▶ _WHAT YOU SHOULD DO_
Of the entries below, return only those lines from the line with "Query: green stem" to the line with "Query: flower bud", exactly, both included.

[Region pointing data]
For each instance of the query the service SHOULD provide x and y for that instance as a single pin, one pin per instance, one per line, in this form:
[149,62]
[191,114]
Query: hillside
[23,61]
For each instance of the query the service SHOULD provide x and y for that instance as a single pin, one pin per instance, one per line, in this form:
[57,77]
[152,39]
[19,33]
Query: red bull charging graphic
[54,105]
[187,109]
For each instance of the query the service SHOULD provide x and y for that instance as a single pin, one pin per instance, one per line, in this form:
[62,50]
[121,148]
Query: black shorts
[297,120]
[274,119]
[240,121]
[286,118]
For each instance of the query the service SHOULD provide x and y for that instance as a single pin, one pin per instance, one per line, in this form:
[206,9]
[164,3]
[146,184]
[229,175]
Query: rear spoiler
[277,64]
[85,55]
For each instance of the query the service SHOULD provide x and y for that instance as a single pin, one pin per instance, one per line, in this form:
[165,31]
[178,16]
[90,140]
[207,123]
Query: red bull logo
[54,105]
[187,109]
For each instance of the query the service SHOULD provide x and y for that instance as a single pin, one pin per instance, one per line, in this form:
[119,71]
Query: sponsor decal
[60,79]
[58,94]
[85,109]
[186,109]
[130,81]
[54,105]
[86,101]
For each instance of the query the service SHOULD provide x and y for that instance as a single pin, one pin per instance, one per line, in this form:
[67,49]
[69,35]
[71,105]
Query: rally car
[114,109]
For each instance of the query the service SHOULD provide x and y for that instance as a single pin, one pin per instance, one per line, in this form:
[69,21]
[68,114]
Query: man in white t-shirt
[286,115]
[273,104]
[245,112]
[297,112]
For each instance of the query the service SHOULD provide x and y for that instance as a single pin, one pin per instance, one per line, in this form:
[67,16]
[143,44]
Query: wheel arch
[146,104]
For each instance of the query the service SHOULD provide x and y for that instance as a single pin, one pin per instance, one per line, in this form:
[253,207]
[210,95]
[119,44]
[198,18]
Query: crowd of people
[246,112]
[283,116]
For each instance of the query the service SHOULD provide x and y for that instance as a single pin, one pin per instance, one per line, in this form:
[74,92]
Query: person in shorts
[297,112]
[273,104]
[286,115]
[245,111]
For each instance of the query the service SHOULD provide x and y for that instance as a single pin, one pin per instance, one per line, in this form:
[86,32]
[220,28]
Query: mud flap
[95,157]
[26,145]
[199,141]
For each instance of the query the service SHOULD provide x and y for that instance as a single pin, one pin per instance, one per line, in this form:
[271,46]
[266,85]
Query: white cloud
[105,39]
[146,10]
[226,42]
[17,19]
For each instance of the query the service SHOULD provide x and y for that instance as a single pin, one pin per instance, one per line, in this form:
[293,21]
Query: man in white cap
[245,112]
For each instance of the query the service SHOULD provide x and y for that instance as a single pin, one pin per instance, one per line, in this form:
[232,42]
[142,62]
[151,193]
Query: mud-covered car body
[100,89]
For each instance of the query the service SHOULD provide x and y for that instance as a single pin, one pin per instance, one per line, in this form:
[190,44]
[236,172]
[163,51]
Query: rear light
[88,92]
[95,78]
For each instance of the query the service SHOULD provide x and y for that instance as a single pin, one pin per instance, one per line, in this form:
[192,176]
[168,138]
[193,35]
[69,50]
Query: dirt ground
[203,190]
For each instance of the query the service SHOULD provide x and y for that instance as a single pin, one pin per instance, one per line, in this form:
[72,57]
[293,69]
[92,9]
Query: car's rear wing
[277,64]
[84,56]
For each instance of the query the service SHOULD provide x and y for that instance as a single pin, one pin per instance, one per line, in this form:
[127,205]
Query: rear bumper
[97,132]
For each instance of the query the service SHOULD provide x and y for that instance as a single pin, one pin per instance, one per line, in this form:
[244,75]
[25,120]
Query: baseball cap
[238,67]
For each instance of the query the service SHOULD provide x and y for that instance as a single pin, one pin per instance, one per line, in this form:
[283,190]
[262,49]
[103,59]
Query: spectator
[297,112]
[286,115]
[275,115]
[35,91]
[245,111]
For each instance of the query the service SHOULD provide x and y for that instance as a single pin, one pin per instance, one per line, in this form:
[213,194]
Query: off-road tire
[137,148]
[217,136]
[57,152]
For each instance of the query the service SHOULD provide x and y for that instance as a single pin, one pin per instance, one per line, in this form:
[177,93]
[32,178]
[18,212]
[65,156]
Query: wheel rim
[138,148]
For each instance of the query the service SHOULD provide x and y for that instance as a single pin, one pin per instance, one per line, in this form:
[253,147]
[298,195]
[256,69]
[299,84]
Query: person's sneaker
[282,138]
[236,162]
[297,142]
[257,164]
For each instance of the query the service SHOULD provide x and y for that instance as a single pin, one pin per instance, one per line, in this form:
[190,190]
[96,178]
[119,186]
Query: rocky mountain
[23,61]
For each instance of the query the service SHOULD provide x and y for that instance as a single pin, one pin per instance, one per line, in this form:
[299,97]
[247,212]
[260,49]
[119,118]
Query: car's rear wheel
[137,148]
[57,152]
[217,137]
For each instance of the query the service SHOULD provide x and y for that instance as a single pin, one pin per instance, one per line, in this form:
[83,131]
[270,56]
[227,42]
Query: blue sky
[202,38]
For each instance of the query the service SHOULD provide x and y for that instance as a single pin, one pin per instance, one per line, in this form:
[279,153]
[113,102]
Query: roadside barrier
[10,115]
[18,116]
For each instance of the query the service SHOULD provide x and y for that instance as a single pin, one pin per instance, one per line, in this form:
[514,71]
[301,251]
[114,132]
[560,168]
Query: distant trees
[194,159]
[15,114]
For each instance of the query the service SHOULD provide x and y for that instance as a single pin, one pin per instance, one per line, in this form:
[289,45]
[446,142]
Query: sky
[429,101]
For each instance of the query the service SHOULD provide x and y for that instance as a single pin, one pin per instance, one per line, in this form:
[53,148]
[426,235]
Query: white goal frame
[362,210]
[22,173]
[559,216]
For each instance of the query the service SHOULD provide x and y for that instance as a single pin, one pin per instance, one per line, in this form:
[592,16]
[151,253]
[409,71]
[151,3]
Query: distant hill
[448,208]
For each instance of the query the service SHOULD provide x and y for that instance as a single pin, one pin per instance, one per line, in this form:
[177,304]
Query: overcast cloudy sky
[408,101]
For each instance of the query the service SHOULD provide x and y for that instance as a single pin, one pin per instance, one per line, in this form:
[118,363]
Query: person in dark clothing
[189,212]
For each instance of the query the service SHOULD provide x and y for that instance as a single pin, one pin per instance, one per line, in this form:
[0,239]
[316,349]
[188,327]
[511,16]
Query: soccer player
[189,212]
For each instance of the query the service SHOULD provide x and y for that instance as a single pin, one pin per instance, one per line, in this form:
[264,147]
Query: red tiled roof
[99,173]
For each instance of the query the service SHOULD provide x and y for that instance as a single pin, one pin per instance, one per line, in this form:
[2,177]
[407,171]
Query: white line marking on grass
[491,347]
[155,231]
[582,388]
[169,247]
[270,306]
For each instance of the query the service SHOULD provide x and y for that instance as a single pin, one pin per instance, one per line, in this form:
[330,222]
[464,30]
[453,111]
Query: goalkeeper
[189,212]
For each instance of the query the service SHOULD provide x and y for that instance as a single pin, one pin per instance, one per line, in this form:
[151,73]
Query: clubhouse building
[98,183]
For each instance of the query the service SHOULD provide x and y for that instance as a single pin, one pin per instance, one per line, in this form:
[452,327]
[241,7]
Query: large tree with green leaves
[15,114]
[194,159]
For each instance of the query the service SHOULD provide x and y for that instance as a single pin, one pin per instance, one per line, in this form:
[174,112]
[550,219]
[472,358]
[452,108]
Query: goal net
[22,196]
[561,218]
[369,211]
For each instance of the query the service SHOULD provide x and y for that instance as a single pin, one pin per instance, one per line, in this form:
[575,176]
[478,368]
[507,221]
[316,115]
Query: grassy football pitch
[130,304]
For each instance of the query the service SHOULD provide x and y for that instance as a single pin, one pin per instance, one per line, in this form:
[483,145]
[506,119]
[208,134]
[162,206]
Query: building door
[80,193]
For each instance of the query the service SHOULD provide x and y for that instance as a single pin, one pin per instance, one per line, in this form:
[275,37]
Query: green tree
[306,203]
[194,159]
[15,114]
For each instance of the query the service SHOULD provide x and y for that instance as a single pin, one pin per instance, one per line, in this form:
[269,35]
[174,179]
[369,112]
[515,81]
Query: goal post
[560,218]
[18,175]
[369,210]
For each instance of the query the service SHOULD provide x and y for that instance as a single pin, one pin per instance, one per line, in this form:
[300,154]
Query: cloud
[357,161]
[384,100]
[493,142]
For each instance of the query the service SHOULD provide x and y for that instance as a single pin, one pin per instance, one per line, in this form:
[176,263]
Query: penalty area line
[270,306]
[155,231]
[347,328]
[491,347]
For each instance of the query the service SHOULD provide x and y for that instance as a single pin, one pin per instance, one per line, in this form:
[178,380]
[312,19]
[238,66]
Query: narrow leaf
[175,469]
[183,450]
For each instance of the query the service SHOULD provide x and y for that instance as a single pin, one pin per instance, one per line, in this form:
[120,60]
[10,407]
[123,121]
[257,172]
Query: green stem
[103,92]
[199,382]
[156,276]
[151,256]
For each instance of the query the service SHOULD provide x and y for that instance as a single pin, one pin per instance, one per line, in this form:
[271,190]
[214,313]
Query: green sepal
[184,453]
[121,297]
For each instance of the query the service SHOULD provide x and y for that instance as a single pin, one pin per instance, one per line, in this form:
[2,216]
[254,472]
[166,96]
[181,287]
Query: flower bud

--

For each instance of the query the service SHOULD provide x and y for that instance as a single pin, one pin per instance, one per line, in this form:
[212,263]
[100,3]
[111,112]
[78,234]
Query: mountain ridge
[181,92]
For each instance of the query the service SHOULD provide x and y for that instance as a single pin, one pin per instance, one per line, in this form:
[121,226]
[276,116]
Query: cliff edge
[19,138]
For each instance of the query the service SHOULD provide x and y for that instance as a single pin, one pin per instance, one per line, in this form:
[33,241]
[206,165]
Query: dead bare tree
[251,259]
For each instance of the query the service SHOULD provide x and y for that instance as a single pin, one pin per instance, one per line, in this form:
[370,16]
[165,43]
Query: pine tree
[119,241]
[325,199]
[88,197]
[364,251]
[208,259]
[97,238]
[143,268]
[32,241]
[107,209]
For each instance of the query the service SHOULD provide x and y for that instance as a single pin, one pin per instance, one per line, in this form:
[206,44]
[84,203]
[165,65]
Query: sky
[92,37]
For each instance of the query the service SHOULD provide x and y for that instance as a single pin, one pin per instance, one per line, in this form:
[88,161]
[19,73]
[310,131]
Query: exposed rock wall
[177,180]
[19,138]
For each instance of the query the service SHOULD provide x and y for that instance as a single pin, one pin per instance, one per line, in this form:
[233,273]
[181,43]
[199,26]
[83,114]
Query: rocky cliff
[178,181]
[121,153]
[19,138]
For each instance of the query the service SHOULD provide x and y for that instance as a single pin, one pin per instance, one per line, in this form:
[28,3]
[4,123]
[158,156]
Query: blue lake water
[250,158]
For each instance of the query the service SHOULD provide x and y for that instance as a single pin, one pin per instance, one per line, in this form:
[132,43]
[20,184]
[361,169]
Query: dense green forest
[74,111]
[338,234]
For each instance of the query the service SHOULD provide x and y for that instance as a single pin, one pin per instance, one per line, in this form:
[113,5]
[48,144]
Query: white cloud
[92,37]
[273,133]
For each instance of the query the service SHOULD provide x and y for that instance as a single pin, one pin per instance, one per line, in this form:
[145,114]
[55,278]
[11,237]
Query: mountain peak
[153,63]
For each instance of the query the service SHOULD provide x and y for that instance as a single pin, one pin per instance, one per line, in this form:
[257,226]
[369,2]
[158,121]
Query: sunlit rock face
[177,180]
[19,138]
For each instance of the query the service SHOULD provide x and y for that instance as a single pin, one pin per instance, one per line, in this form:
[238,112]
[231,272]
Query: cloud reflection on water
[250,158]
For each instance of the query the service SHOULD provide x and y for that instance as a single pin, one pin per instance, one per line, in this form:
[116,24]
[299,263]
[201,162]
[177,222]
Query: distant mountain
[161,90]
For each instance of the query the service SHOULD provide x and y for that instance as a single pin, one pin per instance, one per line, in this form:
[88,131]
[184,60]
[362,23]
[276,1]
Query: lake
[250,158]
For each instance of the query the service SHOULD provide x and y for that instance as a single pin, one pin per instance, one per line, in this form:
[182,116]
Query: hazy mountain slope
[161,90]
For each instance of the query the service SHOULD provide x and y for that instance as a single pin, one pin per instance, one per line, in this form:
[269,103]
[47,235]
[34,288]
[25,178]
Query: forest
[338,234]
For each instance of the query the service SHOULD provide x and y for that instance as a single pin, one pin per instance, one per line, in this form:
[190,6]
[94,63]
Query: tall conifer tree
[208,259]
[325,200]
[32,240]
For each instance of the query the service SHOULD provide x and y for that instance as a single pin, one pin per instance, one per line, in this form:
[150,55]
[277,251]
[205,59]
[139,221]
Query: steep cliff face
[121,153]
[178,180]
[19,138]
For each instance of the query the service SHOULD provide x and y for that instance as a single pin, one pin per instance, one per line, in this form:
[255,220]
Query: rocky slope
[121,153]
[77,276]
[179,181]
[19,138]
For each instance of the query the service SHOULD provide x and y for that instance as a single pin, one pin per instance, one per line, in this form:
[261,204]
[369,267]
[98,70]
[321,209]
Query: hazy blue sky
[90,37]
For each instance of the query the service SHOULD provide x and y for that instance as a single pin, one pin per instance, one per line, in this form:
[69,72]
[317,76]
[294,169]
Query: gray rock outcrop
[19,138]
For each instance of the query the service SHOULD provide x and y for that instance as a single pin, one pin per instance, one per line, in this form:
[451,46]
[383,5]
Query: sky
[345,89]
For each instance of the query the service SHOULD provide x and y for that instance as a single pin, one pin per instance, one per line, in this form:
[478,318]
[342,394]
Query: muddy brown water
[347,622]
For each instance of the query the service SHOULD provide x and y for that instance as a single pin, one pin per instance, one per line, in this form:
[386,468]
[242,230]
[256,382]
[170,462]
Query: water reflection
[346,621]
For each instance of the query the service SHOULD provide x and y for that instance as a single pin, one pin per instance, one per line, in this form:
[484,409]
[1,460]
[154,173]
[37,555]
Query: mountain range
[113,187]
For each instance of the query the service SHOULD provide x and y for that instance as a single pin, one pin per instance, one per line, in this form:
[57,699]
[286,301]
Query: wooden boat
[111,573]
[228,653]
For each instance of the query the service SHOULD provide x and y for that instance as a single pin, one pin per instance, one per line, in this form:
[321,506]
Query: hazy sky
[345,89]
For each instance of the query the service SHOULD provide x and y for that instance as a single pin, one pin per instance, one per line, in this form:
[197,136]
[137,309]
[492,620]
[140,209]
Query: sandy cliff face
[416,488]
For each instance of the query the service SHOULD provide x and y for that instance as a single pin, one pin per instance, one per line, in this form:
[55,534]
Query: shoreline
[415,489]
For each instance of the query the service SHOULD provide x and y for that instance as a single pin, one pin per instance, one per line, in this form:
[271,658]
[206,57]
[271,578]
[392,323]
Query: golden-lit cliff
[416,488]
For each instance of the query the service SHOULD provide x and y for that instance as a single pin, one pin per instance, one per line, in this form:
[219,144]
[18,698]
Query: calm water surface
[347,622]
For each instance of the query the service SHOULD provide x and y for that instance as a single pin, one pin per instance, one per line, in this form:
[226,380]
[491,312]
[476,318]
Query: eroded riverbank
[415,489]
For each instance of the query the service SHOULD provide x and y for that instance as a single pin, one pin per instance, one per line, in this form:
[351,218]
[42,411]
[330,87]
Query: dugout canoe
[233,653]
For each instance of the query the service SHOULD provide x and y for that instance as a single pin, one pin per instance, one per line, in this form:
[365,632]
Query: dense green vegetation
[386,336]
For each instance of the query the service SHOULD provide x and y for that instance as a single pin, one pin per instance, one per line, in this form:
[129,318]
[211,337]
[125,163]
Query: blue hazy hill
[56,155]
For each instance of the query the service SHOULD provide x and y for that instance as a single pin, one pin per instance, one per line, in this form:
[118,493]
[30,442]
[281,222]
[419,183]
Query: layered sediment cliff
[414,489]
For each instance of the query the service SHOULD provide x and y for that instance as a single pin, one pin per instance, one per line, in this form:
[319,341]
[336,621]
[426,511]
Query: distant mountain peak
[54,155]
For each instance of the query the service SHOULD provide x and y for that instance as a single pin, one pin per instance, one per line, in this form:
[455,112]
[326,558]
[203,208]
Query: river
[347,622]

---

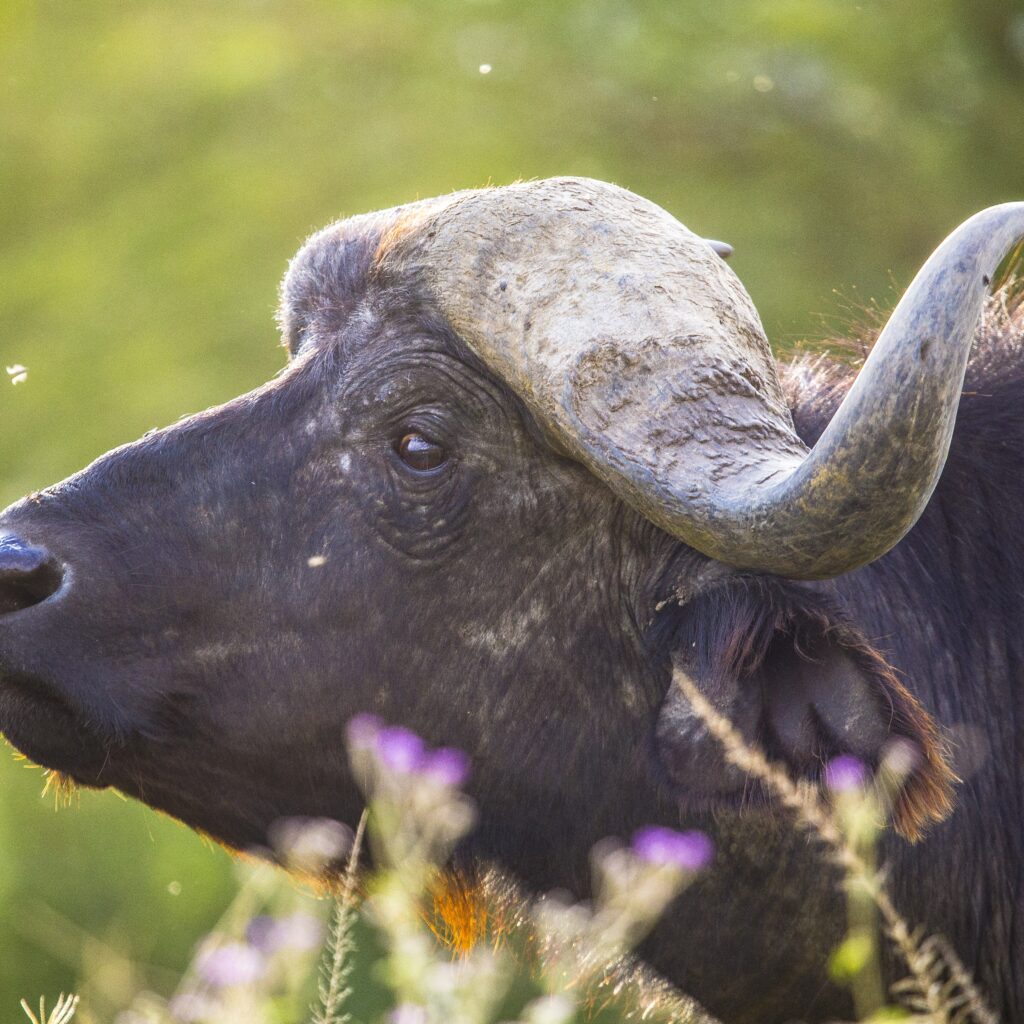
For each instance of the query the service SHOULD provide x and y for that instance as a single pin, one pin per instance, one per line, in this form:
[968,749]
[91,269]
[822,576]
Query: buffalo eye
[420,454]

▶ _TASK RESPONSE_
Query: green stem
[103,92]
[199,382]
[156,276]
[151,256]
For each instance of the query the service SHOULD provide x and y for that instance as a single pin, one pin per instance, one per line, in this form:
[271,190]
[214,313]
Query: green sepal
[184,453]
[121,297]
For each instance of the query the service SHOULD provide x and y for that instance as a single pin, one pin per instance, one per line, in this form:
[2,216]
[254,472]
[166,96]
[181,287]
Query: flower bud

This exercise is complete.